:: SOURCE PASSAGE ::

_ _ _

While in the MRI, you will do both thinking tasks and resting tasks while we take pictures of your brain. You will be shown either scenery pictures, a blank screen, or colored words. You will be asked to press a button in response to seeing colored words and will be given instructions and time to practice the tasks outside of the scanner.

You will be asked not to eat heavily or drink a lot of fluids within two hours before your MRI appointment.

You will be asked to provide a urine sample that will be used for a confidential drug test, and we may do this at every study appointment. If you are a female and capable of child-bearing, we will ask you for verbal confirmation that you are not pregnant, and administer a urine pregnancy test before the MRI session. The test result must be negative for you to participate in the MRI session. You will be asked to provide a breath sample to test for recent alcohol use, and we may do this at every study appointment. Results are private, however, if you are under the influence of alcohol, you cannot be in the study.

You will be asked to provide a sample of your saliva at the beginning and end of one of your study appointments. With this saliva sample, we will measure your DNA (the genetic material inside your cells). Your saliva is collected by asking you to place a cotton-tipped swab into your mouth for 2-3 minutes or until it is wet.

After the MRI scan, you will be asked to complete questionnaires to measure your alertness and thoughts about the tasks.

About 6 months after finishing the study this year and each year, we will call you to complete a brief 15-minute telephone interview.

About 12 months after completing the study this year and each year, we will invite you to complete the study again, including an interview for you and your parent or guardian, MRI, and Games & Puzzles.

How much time will each study procedure take, what is my total time commitment, and how long will the study last?

It will take about 7 hours to complete all baseline study procedures. It will take the same amount of time to complete the follow-up study every 12 months. This study will last 4 years, including baseline and three annual follow-ups.

The baseline and follow-ups will include the following appointments:

Interviews (12 month and 6 month): 2 hours

Games & Puzzles: 2 hours

MRI scan: 3 hours, including 80 minutes in the scanner

Will I be paid to participate?

Yes! You will be paid for every interview and MRI session you complete. Contact your site coordinator for more information.

_ _ _

:: RECORDS SHOWN ::

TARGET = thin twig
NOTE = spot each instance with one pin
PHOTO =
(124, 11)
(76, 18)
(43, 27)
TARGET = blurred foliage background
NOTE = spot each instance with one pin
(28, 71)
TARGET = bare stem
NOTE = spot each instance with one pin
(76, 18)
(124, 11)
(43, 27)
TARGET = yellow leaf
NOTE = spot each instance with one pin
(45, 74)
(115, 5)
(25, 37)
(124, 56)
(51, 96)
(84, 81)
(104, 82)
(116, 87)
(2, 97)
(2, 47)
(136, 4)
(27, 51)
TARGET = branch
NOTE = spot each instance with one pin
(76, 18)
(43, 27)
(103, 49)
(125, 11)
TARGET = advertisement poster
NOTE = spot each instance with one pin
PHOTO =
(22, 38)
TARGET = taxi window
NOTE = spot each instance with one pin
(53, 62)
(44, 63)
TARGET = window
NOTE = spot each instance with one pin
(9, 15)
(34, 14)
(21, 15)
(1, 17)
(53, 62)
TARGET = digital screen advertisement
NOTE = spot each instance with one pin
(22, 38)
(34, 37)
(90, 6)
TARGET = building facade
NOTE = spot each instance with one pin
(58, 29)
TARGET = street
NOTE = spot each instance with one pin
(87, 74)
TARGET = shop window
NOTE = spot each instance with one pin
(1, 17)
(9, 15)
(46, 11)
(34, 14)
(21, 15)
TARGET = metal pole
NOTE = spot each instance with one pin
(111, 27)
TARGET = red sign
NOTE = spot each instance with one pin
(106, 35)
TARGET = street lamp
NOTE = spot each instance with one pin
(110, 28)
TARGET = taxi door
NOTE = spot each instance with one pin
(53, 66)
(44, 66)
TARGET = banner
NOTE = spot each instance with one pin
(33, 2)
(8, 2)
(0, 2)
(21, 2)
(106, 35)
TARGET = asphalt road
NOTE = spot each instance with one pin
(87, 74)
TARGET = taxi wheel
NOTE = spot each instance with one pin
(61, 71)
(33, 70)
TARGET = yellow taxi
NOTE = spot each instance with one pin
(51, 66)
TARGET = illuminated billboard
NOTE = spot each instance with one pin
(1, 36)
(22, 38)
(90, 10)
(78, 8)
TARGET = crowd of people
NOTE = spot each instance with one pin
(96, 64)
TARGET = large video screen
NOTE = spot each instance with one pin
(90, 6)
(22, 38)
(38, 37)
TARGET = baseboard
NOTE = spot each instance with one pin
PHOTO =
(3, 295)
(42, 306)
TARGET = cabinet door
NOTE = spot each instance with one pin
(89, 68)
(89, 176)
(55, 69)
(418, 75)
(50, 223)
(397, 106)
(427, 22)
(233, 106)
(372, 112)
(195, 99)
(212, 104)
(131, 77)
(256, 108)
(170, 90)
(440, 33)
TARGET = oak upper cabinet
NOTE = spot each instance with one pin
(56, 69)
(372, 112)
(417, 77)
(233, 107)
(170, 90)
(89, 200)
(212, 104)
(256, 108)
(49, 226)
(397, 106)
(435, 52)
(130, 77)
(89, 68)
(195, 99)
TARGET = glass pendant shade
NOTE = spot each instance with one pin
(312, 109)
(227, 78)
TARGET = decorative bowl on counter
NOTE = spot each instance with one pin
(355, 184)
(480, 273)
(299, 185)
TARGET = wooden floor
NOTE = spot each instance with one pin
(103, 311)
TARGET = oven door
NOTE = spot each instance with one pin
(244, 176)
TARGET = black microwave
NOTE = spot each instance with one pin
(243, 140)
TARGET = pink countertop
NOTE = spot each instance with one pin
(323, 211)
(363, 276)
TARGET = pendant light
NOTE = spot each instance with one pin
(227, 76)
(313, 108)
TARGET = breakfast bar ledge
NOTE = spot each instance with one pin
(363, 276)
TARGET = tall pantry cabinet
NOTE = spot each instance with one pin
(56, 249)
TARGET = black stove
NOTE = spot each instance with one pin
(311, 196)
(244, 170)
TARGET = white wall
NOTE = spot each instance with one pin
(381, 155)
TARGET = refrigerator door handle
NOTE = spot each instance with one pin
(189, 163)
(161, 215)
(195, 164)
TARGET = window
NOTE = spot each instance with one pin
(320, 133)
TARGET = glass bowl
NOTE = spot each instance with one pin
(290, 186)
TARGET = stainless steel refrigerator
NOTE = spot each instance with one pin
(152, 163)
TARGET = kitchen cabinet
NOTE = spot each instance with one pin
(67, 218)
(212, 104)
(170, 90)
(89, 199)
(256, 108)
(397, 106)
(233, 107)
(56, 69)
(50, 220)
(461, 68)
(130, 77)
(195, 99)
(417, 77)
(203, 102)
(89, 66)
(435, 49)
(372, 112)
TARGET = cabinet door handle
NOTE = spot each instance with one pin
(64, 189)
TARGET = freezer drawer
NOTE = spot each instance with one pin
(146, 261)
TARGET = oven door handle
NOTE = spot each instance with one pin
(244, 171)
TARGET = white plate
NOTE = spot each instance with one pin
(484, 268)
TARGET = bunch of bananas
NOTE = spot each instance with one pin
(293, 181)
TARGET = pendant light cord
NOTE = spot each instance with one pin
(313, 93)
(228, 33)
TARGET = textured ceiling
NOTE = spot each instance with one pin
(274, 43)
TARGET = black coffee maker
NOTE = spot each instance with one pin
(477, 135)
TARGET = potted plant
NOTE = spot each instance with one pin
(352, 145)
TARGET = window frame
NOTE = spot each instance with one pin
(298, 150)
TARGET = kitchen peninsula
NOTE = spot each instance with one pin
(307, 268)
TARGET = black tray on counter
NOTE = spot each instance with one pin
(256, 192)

_ _ _

:: WORK REQUEST 1 ::
According to the study passage, how long is the swab kept in the mouth to collect saliva?
:: WORK REQUEST 2 ::
Extract a section of the study passage word for word: begin at the words "You will be asked to provide a sample" and stop after "Games & Puzzles.".
The material comes from a different source than the study passage.

:: ANSWER 1 ::
For 2-3 minutes or until it is wet.

:: ANSWER 2 ::
You will be asked to provide a sample of your saliva at the beginning and end of one of your study appointments. With this saliva sample, we will measure your DNA (the genetic material inside your cells). Your saliva is collected by asking you to place a cotton-tipped swab into your mouth for 2-3 minutes or until it is wet.

After the MRI scan, you will be asked to complete questionnaires to measure your alertness and thoughts about the tasks.

About 6 months after finishing the study this year and each year, we will call you to complete a brief 15-minute telephone interview.

About 12 months after completing the study this year and each year, we will invite you to complete the study again, including an interview for you and your parent or guardian, MRI, and Games & Puzzles.